### Recorded data ###
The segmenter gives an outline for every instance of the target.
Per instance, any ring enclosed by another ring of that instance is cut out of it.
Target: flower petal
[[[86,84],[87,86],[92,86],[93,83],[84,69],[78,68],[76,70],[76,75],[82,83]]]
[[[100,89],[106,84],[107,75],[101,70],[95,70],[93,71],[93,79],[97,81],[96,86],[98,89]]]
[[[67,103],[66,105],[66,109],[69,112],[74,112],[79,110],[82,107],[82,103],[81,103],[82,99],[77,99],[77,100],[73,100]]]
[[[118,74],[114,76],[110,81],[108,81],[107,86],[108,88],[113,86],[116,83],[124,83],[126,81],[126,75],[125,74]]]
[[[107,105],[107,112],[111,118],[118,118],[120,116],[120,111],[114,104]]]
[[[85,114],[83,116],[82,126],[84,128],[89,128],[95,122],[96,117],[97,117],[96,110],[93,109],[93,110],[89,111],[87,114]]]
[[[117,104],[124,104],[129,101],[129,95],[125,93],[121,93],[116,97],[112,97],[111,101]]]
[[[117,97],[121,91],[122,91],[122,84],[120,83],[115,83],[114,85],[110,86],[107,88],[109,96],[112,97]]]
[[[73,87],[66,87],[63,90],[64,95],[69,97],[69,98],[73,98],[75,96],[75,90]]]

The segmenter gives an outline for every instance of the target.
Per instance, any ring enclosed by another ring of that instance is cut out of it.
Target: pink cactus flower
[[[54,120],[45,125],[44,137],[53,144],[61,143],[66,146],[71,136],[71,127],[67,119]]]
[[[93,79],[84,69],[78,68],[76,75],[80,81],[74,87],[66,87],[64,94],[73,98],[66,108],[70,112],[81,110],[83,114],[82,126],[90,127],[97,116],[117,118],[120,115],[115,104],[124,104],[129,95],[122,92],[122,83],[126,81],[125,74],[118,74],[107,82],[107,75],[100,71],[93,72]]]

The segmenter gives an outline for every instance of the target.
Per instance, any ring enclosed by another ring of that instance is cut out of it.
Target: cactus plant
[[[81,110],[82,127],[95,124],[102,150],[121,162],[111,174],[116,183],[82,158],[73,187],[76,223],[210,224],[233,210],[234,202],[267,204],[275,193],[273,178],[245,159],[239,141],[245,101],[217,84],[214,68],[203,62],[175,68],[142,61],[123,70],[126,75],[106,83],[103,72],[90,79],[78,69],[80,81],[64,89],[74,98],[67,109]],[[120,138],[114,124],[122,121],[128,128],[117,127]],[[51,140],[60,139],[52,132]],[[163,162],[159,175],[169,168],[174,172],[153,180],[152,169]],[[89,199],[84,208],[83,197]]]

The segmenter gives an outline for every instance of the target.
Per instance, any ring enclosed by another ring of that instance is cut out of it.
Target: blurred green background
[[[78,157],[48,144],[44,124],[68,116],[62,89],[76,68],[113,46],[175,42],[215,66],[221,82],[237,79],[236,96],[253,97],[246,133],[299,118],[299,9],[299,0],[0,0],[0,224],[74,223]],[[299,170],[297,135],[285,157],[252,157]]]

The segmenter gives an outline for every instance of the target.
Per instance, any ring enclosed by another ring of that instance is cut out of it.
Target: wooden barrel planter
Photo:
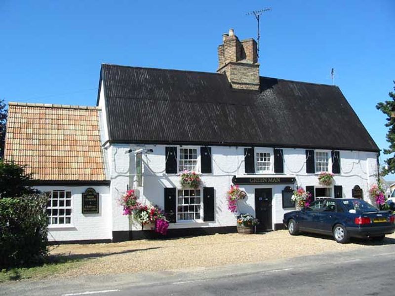
[[[237,233],[240,234],[252,234],[254,233],[253,226],[244,226],[243,225],[237,225]]]

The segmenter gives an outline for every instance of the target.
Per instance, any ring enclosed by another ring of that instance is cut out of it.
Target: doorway
[[[256,231],[272,230],[272,189],[255,189],[255,218],[259,221]]]

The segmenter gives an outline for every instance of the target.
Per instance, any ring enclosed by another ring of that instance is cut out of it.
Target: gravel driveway
[[[381,243],[353,240],[343,245],[330,237],[291,236],[286,230],[263,234],[216,234],[185,238],[131,241],[110,244],[63,245],[51,255],[86,259],[64,276],[124,272],[180,270],[238,263],[274,260],[323,253],[371,248],[395,244],[395,234]]]

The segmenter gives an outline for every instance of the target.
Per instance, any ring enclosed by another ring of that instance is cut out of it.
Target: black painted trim
[[[275,173],[284,173],[284,159],[282,158],[282,149],[274,149],[275,158]]]
[[[316,173],[316,162],[314,150],[306,150],[306,172],[307,174]]]
[[[206,174],[212,173],[212,162],[211,148],[200,147],[200,169],[202,173]]]
[[[265,143],[237,143],[234,142],[178,142],[166,141],[142,141],[141,140],[110,140],[109,143],[111,144],[150,144],[178,146],[235,146],[237,147],[268,147],[272,148],[309,148],[322,150],[338,150],[343,151],[361,151],[364,152],[380,152],[380,150],[374,149],[362,149],[357,147],[336,147],[334,146],[313,146],[310,145],[287,145],[278,144]]]
[[[275,223],[275,230],[283,230],[286,229],[287,227],[282,223]]]
[[[219,233],[234,233],[236,232],[236,226],[223,227],[195,227],[190,228],[170,229],[166,235],[162,235],[151,230],[126,230],[113,231],[113,242],[123,242],[127,240],[140,239],[158,239],[174,238],[186,236],[198,236]]]
[[[244,148],[244,165],[246,174],[254,174],[255,172],[255,158],[254,148]]]
[[[89,186],[94,185],[110,185],[110,180],[83,181],[83,180],[33,180],[32,185],[35,186],[53,185],[57,186]]]
[[[109,239],[84,239],[81,240],[70,240],[70,241],[53,241],[48,242],[49,246],[56,245],[71,245],[79,244],[80,245],[85,244],[106,244],[111,243],[112,240]]]
[[[177,174],[177,147],[165,148],[166,174]]]

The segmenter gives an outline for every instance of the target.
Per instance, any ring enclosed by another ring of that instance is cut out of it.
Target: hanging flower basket
[[[200,186],[201,180],[197,173],[185,170],[181,174],[180,183],[183,187],[196,189]]]
[[[299,188],[293,191],[291,200],[295,204],[296,210],[299,211],[310,205],[311,197],[310,192],[305,191],[303,188]]]
[[[318,181],[320,184],[329,186],[333,183],[333,176],[331,173],[321,173],[318,176]]]
[[[232,213],[237,211],[237,201],[247,197],[245,191],[241,190],[237,185],[231,185],[231,188],[226,192],[228,208]]]
[[[380,185],[374,184],[369,189],[369,194],[372,198],[374,199],[374,201],[377,207],[380,209],[385,209],[387,205],[387,198]]]

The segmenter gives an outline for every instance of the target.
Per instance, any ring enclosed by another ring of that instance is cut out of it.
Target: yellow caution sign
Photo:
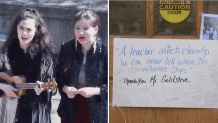
[[[179,23],[185,20],[190,13],[190,0],[160,0],[161,16],[168,22]]]

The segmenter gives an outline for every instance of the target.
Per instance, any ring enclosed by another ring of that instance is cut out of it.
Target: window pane
[[[186,19],[178,23],[166,21],[160,14],[159,1],[154,2],[154,35],[159,36],[195,36],[195,2],[191,1],[190,13]]]
[[[145,1],[110,1],[110,35],[146,35]]]
[[[204,1],[204,13],[218,14],[218,1]]]

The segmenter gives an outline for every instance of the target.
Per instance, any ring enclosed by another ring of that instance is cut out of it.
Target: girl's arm
[[[56,66],[56,81],[57,81],[57,84],[58,84],[58,91],[61,95],[61,97],[65,97],[67,98],[67,95],[66,93],[63,91],[63,87],[66,84],[66,74],[63,70],[63,65],[64,65],[64,60],[65,60],[65,57],[67,56],[66,53],[66,49],[64,47],[64,43],[61,45],[61,50],[60,50],[60,53],[59,53],[59,57],[58,57],[58,62],[57,62],[57,66]]]

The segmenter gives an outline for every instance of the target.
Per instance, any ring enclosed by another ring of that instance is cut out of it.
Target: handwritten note
[[[218,41],[114,39],[113,104],[218,108]]]

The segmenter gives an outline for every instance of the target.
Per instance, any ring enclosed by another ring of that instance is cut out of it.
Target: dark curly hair
[[[20,23],[20,21],[26,19],[34,19],[36,27],[36,34],[33,40],[31,41],[30,46],[28,47],[30,52],[32,50],[37,49],[40,51],[50,52],[54,55],[54,43],[47,30],[45,21],[42,18],[42,15],[36,9],[33,8],[24,9],[15,16],[15,20],[11,26],[7,40],[4,43],[4,47],[9,47],[13,43],[19,44],[17,26]]]

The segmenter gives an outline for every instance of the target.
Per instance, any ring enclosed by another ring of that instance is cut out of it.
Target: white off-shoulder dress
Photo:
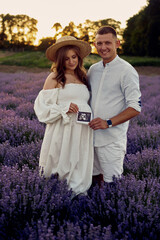
[[[39,166],[45,177],[58,173],[66,179],[75,194],[85,193],[92,182],[93,130],[67,112],[71,102],[79,111],[91,112],[88,100],[84,84],[68,83],[64,88],[41,90],[34,103],[39,121],[47,124]]]

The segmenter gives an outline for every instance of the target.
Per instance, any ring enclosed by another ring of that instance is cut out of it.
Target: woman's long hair
[[[80,56],[80,49],[77,46],[68,45],[58,49],[58,51],[56,52],[56,61],[55,63],[53,63],[51,70],[56,71],[57,73],[56,80],[58,83],[62,85],[62,87],[64,87],[66,84],[65,58],[66,58],[67,51],[70,49],[73,49],[76,55],[78,56],[78,65],[75,69],[75,74],[78,77],[78,79],[88,87],[86,71],[83,67],[83,61]]]

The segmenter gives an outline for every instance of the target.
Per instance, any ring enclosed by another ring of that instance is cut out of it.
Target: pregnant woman
[[[83,58],[90,54],[87,42],[65,36],[46,51],[52,72],[39,92],[34,110],[46,130],[40,152],[41,174],[66,179],[74,195],[86,193],[92,183],[93,130],[77,122],[77,113],[91,113]]]

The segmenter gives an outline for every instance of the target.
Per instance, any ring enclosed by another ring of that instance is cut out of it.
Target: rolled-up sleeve
[[[34,111],[40,122],[50,124],[60,118],[63,118],[63,123],[70,121],[67,114],[69,105],[61,106],[57,102],[58,88],[41,90],[34,102]]]
[[[134,69],[130,69],[130,72],[123,78],[122,91],[126,100],[126,108],[132,107],[136,111],[141,112],[139,76]]]

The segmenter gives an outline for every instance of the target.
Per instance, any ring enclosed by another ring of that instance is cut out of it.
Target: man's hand
[[[106,129],[108,128],[106,120],[103,120],[101,118],[95,118],[89,123],[90,128],[93,130],[97,129]]]

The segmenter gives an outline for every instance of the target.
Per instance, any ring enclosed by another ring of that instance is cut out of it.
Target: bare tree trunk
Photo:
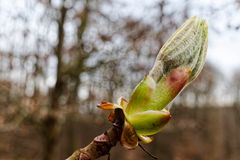
[[[42,123],[44,137],[44,160],[53,160],[54,148],[60,132],[59,118],[56,112],[59,110],[59,97],[63,93],[64,82],[62,77],[62,48],[64,43],[64,23],[67,8],[62,5],[60,10],[60,19],[58,20],[58,44],[55,48],[55,56],[57,57],[57,75],[56,84],[50,92],[50,105],[48,115]]]

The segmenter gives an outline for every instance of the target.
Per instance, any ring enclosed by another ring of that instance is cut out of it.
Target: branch
[[[124,115],[121,109],[115,109],[113,126],[84,148],[76,150],[66,160],[94,160],[101,156],[110,155],[112,147],[116,146],[122,134]]]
###
### Exercise description
How many lines in the items above contain the string "woman", matching case? Give only the number.

### Result of this exercise
2